## What is being asked
Retype, word for word, each line between the lines holding "Target: blue sky" and "Guideline: for every instance of the tiled", inclusive, and leave the rest of the data alone.

Items listed in a dataset
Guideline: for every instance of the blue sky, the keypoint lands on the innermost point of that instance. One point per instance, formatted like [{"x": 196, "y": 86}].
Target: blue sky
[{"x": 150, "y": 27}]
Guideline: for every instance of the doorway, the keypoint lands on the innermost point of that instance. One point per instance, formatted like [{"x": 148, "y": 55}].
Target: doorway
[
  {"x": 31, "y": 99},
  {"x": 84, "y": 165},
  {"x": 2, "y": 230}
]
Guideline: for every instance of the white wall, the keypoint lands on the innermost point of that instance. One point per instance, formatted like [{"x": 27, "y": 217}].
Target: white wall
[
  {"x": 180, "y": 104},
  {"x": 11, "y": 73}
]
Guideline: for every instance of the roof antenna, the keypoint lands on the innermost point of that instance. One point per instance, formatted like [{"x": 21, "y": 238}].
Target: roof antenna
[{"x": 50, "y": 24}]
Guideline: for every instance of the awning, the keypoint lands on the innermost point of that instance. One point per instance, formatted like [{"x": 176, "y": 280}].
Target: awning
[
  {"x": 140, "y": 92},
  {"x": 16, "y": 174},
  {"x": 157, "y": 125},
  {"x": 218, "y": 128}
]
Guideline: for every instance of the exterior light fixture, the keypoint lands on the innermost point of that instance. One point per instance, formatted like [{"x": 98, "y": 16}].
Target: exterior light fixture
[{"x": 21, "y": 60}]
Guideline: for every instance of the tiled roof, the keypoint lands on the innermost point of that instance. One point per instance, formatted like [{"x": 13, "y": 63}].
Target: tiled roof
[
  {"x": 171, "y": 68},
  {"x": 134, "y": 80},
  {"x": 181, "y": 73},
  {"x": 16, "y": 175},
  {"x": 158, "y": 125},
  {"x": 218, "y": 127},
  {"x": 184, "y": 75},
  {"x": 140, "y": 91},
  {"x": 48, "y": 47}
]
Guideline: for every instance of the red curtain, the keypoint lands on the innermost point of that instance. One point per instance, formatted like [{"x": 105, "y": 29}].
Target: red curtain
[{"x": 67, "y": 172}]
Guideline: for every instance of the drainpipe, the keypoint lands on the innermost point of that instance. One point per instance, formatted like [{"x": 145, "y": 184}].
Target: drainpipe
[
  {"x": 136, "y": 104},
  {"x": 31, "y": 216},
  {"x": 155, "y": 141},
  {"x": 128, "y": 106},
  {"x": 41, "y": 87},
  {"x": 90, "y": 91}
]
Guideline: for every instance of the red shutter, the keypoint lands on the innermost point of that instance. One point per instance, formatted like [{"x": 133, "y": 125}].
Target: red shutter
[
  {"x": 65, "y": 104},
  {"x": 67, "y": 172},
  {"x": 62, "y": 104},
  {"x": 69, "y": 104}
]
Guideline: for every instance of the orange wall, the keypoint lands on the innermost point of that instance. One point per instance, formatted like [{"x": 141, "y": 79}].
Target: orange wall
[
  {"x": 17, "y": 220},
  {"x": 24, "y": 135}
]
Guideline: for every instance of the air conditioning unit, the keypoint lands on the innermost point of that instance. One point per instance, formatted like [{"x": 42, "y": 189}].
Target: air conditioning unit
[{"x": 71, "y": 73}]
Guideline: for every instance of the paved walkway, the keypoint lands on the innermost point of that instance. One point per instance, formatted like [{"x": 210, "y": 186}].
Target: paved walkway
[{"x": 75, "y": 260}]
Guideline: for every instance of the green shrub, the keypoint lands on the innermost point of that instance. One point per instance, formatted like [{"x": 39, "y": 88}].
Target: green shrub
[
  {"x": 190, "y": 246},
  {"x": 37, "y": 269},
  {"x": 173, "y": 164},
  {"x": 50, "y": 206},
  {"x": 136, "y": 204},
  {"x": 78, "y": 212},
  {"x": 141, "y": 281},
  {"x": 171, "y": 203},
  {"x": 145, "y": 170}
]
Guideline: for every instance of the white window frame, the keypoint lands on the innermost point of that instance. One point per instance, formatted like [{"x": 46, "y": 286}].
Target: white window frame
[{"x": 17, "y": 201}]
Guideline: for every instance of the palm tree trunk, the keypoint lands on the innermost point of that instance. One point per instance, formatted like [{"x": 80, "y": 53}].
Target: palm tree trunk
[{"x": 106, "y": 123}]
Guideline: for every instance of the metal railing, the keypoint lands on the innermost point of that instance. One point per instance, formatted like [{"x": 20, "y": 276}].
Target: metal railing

## Answer to this task
Target: blue sky
[{"x": 150, "y": 27}]
Guideline: for every instance of the doorway, the keypoint lands on the innermost point of that instance. One point per instance, formatted like [{"x": 148, "y": 55}].
Target: doorway
[
  {"x": 31, "y": 99},
  {"x": 84, "y": 165},
  {"x": 2, "y": 230}
]
Guideline: for every instance of the white wall, the keypoint lands on the innermost point of that instance. One point per instance, formatted like [{"x": 27, "y": 217}].
Target: white wall
[
  {"x": 180, "y": 104},
  {"x": 11, "y": 73}
]
Guideline: for every instance of the roof antenna, the keypoint lands on the innermost point of that instance. One point per instance, formatted like [{"x": 21, "y": 238}].
Target: roof antenna
[{"x": 50, "y": 24}]
Guideline: for every instance of the awning, the keypoint lands on the innermost point of that instance. One point per instance, formatted like [{"x": 176, "y": 280}].
Target: awning
[
  {"x": 140, "y": 92},
  {"x": 16, "y": 174},
  {"x": 157, "y": 125},
  {"x": 218, "y": 128}
]
Guideline: for every instance of the exterior light fixture, the keypoint lands on the innermost point of that instance. One point per instance, formatted like [{"x": 98, "y": 16}].
Target: exterior light fixture
[{"x": 21, "y": 60}]
Guideline: for every instance of the tiled roof, the keypoint lands on the innermost point of that instance. One point per instance, formatted like [{"x": 13, "y": 63}].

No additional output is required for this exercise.